* [GIVEN PROBLEM]
Report only the number of lines in the records below that contain the word "reported".

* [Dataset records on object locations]

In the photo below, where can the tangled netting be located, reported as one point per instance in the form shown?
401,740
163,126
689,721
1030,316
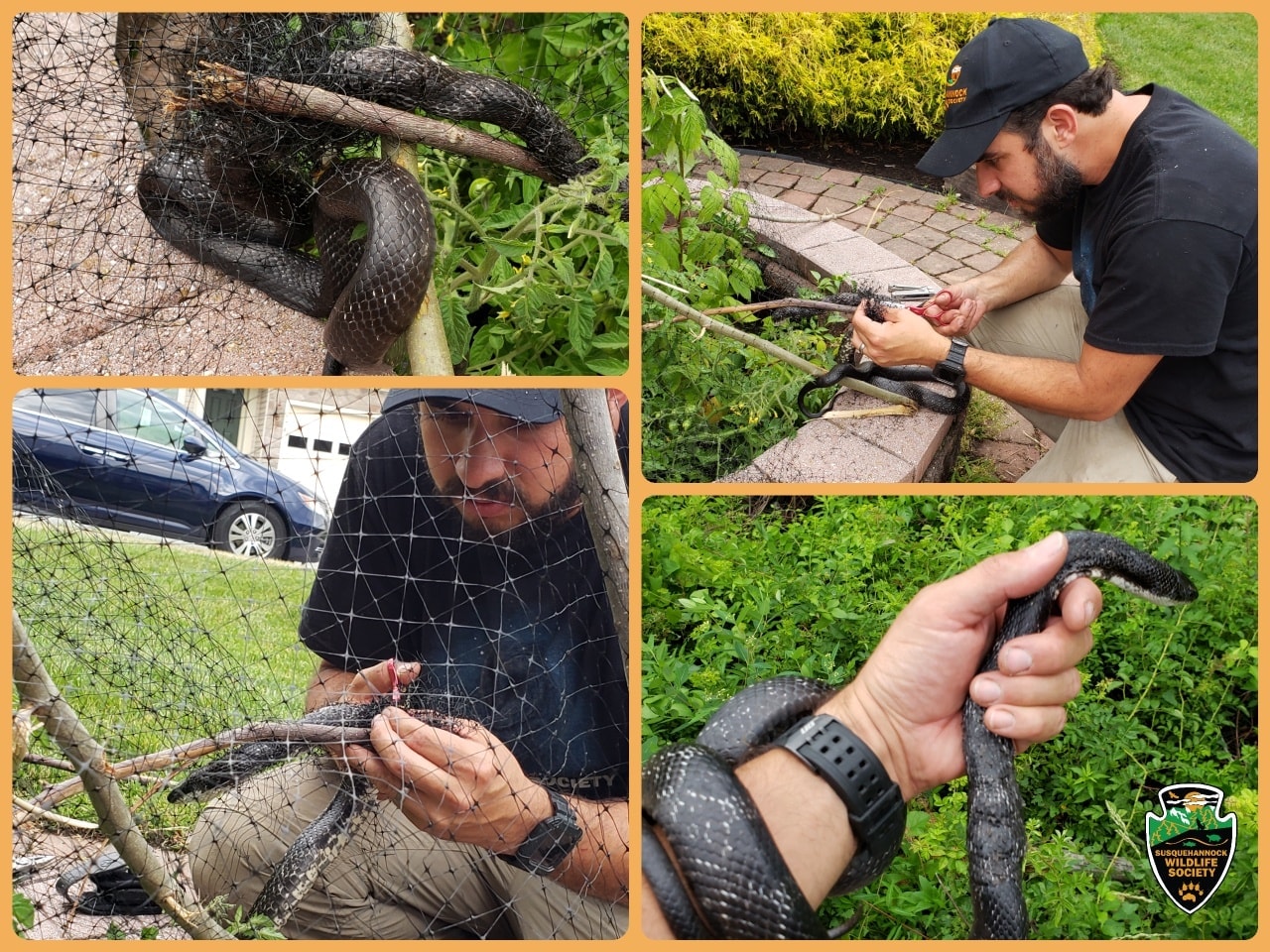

* [PROBLEM SOLUTION]
1